Führe den Lesetext über den letzten „Lindenstraße“-Fanclub im Anschluss an seinen letzten Satz fort.

____ Lesetext

Marie-Luise Marjan mit Erkan Gündüz (l.) und Fanclub-Chef André Weber

Köln – Es ist wie ein Nachhause-Kommen, ein Festhalten an Tröstlichem in diesen schweren Zeiten. Zwei Jahre nach der Einstellung der Langzeit-Serie „Lindenstraße“ traf sich im Rodenkirchener Brauhaus „Quetsch“ der letzte von einst 30 Fanclubs. Der „Jour Fix“ feierte sein 20-jähriges Bestehen – und an Aufhören denken die derzeit zehn Mitglieder nicht. „Wir halten die Fahne hoch. Die Serie gehört immer noch zu unseren Leben. Und Sonntag,18.50 Uhr, ist immer noch eine magische Uhrzeit“, sagt Vorsitzender und Gründungsmitglied André Weber. Auch, wenn dann nur eine Aufzeichnung geguckt wird.

Liane Rother, ebenfalls vom ersten Tag an dabei, ist vor einigen Jahren von Ostfriesland nach Köln gezogen, um der Produktionsstätte näher zu sein und von Zeit zu Zeit als Komparsin mitzumachen. „So etwas wie die »Lindenstraße« wird es nicht noch einmal geben. Die Serie ist wie eine Droge. Wenn einen erst einmal die Sucht gepackt hat, kommt man nicht mehr von ihr los.“ Sie war und ist vor allem von der ganz normalen Familie Beimer beeindruckt, mit der man sich identifizieren konnte. „Und es war toll, die Figuren beim Älterwerden zu begleiten.“

Marie-Luise Marjan will Rodenkirchen verlassen 

Im Laufe der Jahre waren 57 Schauspieler und Crewmitglieder bei 143 Besuchen bei den Fans zu Gast. Ehrengast beim Jubiläum war „Mutter Beimer“ Marie-Luise Marjan. Sie hatte es nicht weit, denn sie wohnt in Rodenkirchen. Doch nicht mehr lange, wie sie an diesem Abend bekannt gab. „Ich gebe meine Wohnung hier auf und ziehe komplett nach Hamburg, wo ich seit 41 Jahren ebenfalls eine Wohnung habe.“ Dorthin pendelte sie zu ihrem Lebensgefährten Bodo Bressler. Er verstarb unerwartet im März vergangenen Jahres.

________
____ Datensätze

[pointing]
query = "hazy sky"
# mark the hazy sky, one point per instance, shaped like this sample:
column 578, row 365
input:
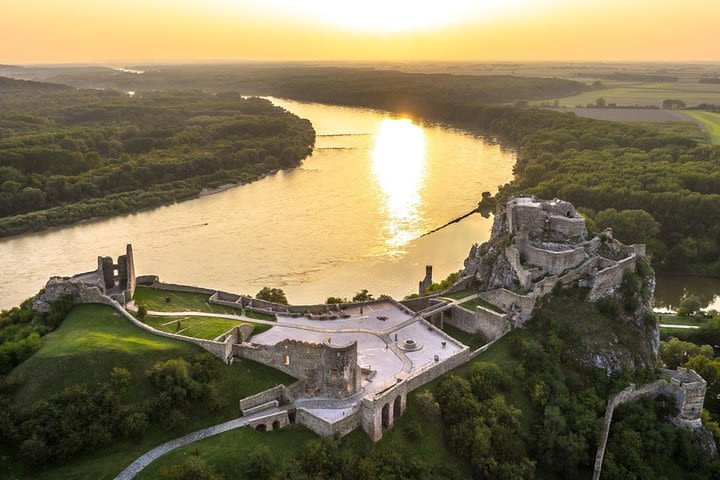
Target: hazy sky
column 38, row 31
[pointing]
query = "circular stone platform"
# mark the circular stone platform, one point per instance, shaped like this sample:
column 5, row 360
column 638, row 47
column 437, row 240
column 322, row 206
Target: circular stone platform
column 409, row 345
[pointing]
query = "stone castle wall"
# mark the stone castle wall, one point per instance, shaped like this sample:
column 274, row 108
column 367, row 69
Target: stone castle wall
column 328, row 370
column 563, row 228
column 610, row 277
column 553, row 262
column 325, row 428
column 508, row 301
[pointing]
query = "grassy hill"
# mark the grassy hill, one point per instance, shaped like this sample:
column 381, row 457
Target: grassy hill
column 84, row 349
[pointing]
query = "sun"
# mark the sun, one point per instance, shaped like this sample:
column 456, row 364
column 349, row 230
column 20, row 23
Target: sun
column 388, row 15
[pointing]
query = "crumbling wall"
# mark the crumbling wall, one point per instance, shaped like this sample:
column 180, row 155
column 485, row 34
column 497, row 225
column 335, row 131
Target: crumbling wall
column 326, row 429
column 553, row 262
column 562, row 228
column 607, row 279
column 328, row 370
column 506, row 300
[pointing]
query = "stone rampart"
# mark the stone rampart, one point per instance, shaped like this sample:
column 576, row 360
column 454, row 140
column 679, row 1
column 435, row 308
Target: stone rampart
column 553, row 262
column 562, row 228
column 492, row 324
column 270, row 422
column 685, row 386
column 326, row 429
column 280, row 393
column 221, row 350
column 524, row 276
column 510, row 301
column 182, row 288
column 328, row 370
column 147, row 280
column 609, row 278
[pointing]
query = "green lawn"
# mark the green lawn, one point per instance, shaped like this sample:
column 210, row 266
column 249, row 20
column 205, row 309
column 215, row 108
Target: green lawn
column 710, row 120
column 460, row 294
column 199, row 327
column 226, row 452
column 672, row 319
column 156, row 300
column 89, row 343
column 472, row 340
column 479, row 302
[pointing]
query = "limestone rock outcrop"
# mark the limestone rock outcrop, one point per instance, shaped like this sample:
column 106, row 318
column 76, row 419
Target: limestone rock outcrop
column 537, row 246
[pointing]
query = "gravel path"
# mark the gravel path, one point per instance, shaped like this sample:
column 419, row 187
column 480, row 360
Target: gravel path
column 146, row 459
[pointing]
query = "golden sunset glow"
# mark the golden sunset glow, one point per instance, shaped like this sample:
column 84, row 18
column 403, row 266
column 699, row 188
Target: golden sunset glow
column 37, row 31
column 398, row 163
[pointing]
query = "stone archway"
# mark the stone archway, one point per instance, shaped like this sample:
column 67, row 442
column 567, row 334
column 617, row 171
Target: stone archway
column 386, row 415
column 397, row 407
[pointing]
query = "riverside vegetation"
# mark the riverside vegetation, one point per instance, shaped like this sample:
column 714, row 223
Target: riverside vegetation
column 662, row 183
column 68, row 155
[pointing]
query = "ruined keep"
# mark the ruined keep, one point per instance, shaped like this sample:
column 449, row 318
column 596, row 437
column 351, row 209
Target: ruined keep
column 326, row 370
column 109, row 281
column 426, row 282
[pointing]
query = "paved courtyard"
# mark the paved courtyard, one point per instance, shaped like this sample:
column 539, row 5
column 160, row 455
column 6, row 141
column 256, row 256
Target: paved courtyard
column 377, row 341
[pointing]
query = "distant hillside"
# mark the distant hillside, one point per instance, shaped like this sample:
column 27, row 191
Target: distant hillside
column 389, row 89
column 12, row 85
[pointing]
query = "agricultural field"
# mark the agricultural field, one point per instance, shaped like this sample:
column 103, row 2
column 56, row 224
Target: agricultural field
column 710, row 121
column 646, row 94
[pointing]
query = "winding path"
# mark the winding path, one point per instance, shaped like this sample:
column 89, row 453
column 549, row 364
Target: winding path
column 146, row 459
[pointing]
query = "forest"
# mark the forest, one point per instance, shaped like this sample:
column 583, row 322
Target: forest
column 649, row 184
column 68, row 155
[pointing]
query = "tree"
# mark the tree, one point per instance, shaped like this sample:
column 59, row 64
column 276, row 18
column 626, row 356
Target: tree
column 275, row 295
column 629, row 226
column 689, row 305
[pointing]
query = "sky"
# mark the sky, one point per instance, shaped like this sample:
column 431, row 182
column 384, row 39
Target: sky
column 92, row 31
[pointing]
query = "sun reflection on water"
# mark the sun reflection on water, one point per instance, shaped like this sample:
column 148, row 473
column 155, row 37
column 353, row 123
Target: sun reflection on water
column 398, row 164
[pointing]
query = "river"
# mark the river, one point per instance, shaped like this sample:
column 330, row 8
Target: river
column 350, row 217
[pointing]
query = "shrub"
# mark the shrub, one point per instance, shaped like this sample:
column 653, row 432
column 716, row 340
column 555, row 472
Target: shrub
column 690, row 305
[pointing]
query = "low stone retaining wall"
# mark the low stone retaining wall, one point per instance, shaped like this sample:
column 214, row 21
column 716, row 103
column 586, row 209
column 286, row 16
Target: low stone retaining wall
column 327, row 429
column 505, row 299
column 270, row 422
column 222, row 350
column 279, row 393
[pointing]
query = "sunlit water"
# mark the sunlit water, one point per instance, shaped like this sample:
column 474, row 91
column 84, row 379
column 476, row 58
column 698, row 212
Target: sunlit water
column 348, row 218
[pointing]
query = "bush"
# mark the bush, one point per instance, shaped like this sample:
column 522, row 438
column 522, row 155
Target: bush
column 427, row 404
column 689, row 305
column 608, row 307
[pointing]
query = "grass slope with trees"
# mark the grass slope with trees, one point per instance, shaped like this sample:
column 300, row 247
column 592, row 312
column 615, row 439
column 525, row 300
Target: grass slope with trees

________

▶ **Antwort**
Zwei voll eingerichtete Wohnungen würden ihr zu viel, sagt Marjan. Und da sie nun nicht mehr wegen der Arbeit in Köln sein muss, habe sie sich für Hamburg entschieden. Dort habe sie das Schauspielhandwerk erlernt. Dort ist die Zentrale des Kinderhilfswerks Plan International, für das sie Botschafterin ist. „Das ist nochmal ein neuer Abschnitt in meinem Leben. Vielleicht der letzte.“

Corona hätte gut in die „Lindenstraße“ gepasst 

Zur Zeit habe sie nicht nur wegen der Umzugsplanung viel zu tun. Die 81-Jährige reist für Lesungen durch ganz Deutschland – ganz allein mit dem Zug. „Aber die Nation kennt mich, ich muss meinen Koffer nie selbst tragen“, sagt sie und lacht.

Auch bei Erkan Gündüz, dem zweiten Stargast des Abends – er spielte „Murat Dagdelen“ – hat sich nach dem Ende der Serie einiges verändert. „Ich arbeite jetzt mit schwererziehbaren Jugendlichen in zwei Heimen“, sagt Gündüz, der in Pulheim lebt. Er bringt seine Erfahrungen als Schauspieler und Regisseur ein, indem er mit den Jugendlichen Übungen zur Körpersprache macht und kleine Videos dazu dreht.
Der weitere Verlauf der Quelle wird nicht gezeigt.